• _WHAT YOU HAVE TO DO_: Count how many of the lines below contain the string "Query", and reply with that number alone.

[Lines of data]
"""

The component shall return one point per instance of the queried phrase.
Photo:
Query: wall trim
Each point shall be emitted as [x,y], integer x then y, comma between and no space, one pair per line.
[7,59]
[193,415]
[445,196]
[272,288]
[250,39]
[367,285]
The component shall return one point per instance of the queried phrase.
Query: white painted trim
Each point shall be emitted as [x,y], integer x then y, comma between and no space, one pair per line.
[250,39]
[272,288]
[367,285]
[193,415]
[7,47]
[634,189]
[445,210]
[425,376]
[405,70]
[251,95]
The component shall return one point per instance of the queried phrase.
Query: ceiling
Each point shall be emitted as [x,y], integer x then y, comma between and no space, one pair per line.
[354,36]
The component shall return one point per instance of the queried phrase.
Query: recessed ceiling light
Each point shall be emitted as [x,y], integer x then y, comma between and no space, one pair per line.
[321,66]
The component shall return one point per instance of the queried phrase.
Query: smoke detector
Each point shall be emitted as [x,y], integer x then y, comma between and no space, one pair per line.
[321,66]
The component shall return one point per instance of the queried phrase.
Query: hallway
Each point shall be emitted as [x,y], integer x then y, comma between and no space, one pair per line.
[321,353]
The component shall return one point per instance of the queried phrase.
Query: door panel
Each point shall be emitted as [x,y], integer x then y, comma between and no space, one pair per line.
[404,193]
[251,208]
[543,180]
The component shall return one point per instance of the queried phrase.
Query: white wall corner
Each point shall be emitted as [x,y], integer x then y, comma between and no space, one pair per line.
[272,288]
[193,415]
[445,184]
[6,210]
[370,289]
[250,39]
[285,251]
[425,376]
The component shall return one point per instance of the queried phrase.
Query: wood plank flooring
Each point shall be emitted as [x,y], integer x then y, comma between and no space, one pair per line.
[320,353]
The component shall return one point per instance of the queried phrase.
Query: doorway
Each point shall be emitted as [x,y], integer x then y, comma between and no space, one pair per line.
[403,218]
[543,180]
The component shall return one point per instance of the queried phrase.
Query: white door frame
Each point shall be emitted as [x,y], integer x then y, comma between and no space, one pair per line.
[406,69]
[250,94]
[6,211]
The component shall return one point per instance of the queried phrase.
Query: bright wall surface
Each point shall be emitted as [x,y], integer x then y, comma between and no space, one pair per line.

"""

• _TASK SOLUTION_: 12